** Start **
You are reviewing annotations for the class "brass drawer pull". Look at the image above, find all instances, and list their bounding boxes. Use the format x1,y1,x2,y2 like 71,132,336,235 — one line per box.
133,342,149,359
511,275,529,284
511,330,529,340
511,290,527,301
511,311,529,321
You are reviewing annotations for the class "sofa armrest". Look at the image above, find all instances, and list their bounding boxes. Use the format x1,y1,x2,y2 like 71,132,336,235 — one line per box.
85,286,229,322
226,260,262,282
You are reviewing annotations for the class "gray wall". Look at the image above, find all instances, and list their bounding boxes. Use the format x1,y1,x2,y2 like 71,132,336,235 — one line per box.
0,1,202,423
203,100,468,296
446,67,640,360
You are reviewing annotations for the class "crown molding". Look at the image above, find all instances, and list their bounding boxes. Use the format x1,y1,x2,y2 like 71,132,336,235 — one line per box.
** End **
TASK DESCRIPTION> Copy every line of the records above, requests included, and offset each bounding box coordinate in the answers by 98. Keep the numbers inside the requests, including the format sample, unchanged.

EXERCISE SOLUTION>
You are reviewing annotations for the class "brass drawer pull". Look at the image above, find all instances, and list their bounding boxes. Use the format x1,y1,x2,y2 like 71,132,336,235 — one line per box.
231,440,247,457
609,373,627,382
609,428,627,438
609,388,625,399
609,409,627,419
You are reviewing annotations for the class "sofa armrest". Look at the image above, find all instances, and list their bounding boxes. Use the format x1,y1,x2,y2 like 71,132,336,235 — one line per box.
183,384,327,420
324,358,360,380
You are reviewing annotations for the class "gray wall". Look at the image above, find all instances, and list their bounding boxes. Use the format x1,y1,x2,y2 like 71,132,336,235 — one line per box.
98,99,300,521
301,198,566,394
544,165,738,458
You are reviewing annotations for the class "crown molding". Look at the image above, find all instances, and list their bounding boxes. Use the format x1,y1,x2,y2 like 71,132,336,235 — one line per box.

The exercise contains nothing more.